Required work → Nothing in the entries may be dropped: restate them word for word.
###
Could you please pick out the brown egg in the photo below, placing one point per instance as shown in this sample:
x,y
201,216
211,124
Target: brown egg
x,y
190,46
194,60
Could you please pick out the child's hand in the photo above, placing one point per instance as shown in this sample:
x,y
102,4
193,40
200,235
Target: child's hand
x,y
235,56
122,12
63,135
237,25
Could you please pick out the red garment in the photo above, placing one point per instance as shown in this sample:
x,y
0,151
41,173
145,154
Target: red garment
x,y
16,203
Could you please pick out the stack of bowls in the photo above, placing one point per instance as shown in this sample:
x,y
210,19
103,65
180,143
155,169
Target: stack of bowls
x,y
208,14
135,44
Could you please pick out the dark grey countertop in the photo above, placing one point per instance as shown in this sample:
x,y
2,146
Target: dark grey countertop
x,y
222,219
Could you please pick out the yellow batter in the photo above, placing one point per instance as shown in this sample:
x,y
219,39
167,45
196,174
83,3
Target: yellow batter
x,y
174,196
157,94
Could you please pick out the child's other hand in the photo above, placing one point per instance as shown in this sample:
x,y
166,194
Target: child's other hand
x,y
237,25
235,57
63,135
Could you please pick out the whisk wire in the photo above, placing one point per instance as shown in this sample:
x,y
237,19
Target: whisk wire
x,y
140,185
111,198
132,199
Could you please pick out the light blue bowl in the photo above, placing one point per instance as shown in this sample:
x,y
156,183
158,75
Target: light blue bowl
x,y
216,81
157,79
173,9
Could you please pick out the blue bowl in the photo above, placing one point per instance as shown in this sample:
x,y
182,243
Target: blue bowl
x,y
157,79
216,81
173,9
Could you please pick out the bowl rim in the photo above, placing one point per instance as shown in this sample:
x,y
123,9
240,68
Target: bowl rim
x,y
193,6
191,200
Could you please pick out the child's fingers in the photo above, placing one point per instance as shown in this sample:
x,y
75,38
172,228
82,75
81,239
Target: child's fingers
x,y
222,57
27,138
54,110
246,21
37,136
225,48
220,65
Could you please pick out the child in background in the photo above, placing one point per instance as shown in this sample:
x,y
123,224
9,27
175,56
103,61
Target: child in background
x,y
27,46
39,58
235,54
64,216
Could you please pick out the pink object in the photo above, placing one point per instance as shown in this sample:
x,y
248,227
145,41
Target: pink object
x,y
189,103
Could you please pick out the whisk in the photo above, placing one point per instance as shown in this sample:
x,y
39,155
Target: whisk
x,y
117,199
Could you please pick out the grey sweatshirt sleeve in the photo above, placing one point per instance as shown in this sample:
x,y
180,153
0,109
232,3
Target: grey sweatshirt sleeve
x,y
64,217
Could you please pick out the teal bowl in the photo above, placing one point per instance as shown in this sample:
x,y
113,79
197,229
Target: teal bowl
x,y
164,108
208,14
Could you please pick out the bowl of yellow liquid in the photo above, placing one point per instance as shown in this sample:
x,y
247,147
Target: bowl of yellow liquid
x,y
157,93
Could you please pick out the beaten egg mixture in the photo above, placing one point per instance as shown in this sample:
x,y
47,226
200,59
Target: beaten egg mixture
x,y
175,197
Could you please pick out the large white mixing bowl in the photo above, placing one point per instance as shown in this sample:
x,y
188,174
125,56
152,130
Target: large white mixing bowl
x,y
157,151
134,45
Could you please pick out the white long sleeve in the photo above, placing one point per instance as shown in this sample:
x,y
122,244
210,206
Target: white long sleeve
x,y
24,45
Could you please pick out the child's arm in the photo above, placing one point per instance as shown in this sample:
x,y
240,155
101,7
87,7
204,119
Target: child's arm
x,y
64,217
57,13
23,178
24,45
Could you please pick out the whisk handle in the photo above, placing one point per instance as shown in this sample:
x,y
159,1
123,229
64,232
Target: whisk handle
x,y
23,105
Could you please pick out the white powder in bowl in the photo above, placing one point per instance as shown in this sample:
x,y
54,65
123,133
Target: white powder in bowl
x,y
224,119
###
Reply →
Could you please pick out the brown egg in the photo below, placing one point per instance as shown in this sample:
x,y
201,216
211,124
Target: brown egg
x,y
190,46
194,60
Could you please pick out the child's hand in the photo above, placing one point per instance as shown in this sample:
x,y
102,4
193,40
200,235
Target: child's hand
x,y
235,56
122,12
63,135
237,25
Could you please pick out the red garment in the photo above, placing one point per instance as shown in this sample:
x,y
0,151
41,173
145,154
Target: red garment
x,y
16,203
Could you please pick out the stack of bowls in the photo above, placing one point per instance as shown in this sample:
x,y
210,19
103,65
180,143
155,169
Target: stack of bowls
x,y
208,14
135,44
Could you please pick out the dark grey countertop in the photo above, placing one point per instance as shown in this sample:
x,y
2,146
Target: dark grey countertop
x,y
222,219
Could you please pick out the yellow batter in the photo above, placing one point per instance as shown in this sample:
x,y
219,39
167,45
196,174
83,3
Target: yellow batter
x,y
174,196
157,94
Could you please pick out the child's other hand in the photo above, placing one point per instance as shown in this sample:
x,y
166,194
Target: child's other hand
x,y
237,25
235,57
63,135
Could you please pick out the whisk wire in the photo above, placing one point per instance as shown in this sample:
x,y
237,19
Target: whisk wire
x,y
140,185
111,198
132,199
Could you please pick out the light blue bowl in the photo above, placing one point per instance as shown in this sample:
x,y
156,183
158,75
Target: light blue bowl
x,y
216,81
157,79
173,9
Could you please pick out the blue bowl in the photo above, placing one point per instance as shown in this sample:
x,y
182,243
Target: blue bowl
x,y
157,79
216,81
173,9
Could you please pick out the bowl rim in the photo above, placing one point per instance as shown in this sample:
x,y
123,9
240,68
Target: bowl rim
x,y
193,6
191,200
Could you please pick out the child's fingers in the photo above, placing one point per instance as shown in this sample:
x,y
75,38
172,228
82,75
81,239
Target: child's fingers
x,y
222,57
27,138
54,110
246,21
37,136
225,48
220,65
Could you please pick out the child in background in the photo above, placing one point per instance as shown in this sample:
x,y
123,224
9,27
175,56
103,61
Target: child in background
x,y
27,46
39,58
235,54
64,216
Could you please pick out the pink object in the photo above, placing one point per instance as shown in this sample:
x,y
248,227
145,41
Target: pink object
x,y
189,103
Could you please pick out the whisk in the photo above, placing one point per instance as shown in this sample:
x,y
39,155
Target: whisk
x,y
117,199
Could you please pick out the grey sweatshirt sleeve in the photo above, placing one point per instance as shown in this sample:
x,y
180,153
0,109
232,3
Target: grey sweatshirt sleeve
x,y
64,217
Could you please pick out the teal bowl in the photo above, placing one point per instance as shown in this sample:
x,y
113,79
197,229
Target: teal bowl
x,y
164,108
208,14
Could you please pick out the bowl of yellow liquid in the photo above, placing one point per instance as shown in this sample:
x,y
247,147
Target: bowl of yellow liquid
x,y
157,93
Could you please pick out the beaten egg mixture in the photo above, placing one point per instance as shown in this sample:
x,y
47,226
200,59
Target: beaten egg mixture
x,y
175,197
Could you please pick out the large white mixing bowl in the photo above, placing one point per instance as shown in this sample:
x,y
188,174
125,56
152,130
Target: large white mixing bowl
x,y
157,151
134,45
Could you please pick out the white long sleeve in the photo above, placing one point per instance as shown in this sample:
x,y
122,244
210,206
Target: white long sleeve
x,y
24,45
Could you please pick out the child's arm in the photo above, placing one point per instance as shown in this sample:
x,y
240,155
101,7
87,7
204,119
Target: child's arm
x,y
64,217
57,13
23,178
24,45
Could you please pick out the whisk handle in the photo above, placing one point per instance as shown in this sample:
x,y
159,1
123,229
64,232
Target: whisk handle
x,y
23,105
Could you please pick out the white powder in bowl in the photo above, placing one point per instance as shown in this sample:
x,y
54,65
123,133
Target: white powder in bowl
x,y
224,119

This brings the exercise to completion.